▶ _Written request_
Reproduce the rows from the line containing "Tag one point on each instance of the door frame" through the end of the rows, both ends included, and shift every coordinate in the answers by adding 121 to it.

▶ _Data in this exercise_
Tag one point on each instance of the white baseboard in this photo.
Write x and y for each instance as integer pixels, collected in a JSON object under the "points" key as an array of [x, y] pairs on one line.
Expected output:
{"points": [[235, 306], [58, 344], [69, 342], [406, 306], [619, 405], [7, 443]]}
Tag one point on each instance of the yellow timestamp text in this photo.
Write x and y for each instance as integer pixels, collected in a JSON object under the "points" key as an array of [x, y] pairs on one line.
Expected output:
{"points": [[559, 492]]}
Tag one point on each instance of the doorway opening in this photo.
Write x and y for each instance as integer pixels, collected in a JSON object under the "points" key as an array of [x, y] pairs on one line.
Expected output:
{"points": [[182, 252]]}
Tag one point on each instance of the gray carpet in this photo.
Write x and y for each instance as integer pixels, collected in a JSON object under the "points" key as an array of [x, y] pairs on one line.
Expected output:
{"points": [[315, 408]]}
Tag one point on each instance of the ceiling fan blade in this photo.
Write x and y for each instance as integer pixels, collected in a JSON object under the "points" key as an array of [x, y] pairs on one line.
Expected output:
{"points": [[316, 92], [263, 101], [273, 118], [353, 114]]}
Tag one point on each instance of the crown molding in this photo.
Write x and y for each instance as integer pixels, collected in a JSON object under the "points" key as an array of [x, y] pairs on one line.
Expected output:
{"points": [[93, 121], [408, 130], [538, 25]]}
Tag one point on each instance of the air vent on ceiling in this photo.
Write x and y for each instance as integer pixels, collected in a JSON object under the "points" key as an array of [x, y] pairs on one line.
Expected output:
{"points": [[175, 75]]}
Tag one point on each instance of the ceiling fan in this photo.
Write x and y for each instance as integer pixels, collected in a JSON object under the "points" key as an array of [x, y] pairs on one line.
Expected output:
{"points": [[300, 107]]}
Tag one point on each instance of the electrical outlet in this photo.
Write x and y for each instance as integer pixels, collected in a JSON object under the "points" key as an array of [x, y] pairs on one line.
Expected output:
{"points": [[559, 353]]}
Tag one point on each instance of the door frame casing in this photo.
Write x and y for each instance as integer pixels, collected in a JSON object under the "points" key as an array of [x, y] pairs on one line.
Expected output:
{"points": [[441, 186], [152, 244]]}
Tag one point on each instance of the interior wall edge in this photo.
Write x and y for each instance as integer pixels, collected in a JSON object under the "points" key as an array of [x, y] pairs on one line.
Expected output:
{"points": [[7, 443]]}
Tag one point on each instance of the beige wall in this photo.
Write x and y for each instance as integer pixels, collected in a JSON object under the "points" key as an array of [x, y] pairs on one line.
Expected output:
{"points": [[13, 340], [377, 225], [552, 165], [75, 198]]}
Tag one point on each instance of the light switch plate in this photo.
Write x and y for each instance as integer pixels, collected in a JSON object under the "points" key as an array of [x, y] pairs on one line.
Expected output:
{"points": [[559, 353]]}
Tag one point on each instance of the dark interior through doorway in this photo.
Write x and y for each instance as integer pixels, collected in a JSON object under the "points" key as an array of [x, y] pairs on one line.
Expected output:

▶ _Exercise solution_
Tag one point on each instance of the door frame casing in this photo.
Write x and y for each instance as integer pixels, collected in a JSON object under the "points" key as an array of [x, y] pairs on one line.
Expected output:
{"points": [[562, 307], [273, 365]]}
Tag one point on each instance of the interior wall edge in this photo.
Write x and y for each instance as integer pixels, collected in a JSON object under the "points" key as an array of [x, y] pairs on one line.
Expected output:
{"points": [[128, 564]]}
Tag one point on each instance of the beige wall in this photo.
Write x and y for each instance as integer pixels, collected in a JSON object under the "points" key as an array of [x, y] pairs on one line.
Expected output:
{"points": [[134, 461], [498, 346], [673, 286], [196, 319]]}
Tag one point on each instance of the light switch plate in this photo.
Write x and y for each instance as integer pixels, collected in a JSON object under the "points" key as an array of [x, y] pairs on one line.
Expected output:
{"points": [[680, 474]]}
Tag one point on each instance of the dark interior through doorway in this photo.
Write x and y for each instance as integer pixels, collected in a JSON object under the "points" key as an array of [x, y] pairs on one line.
Expected output:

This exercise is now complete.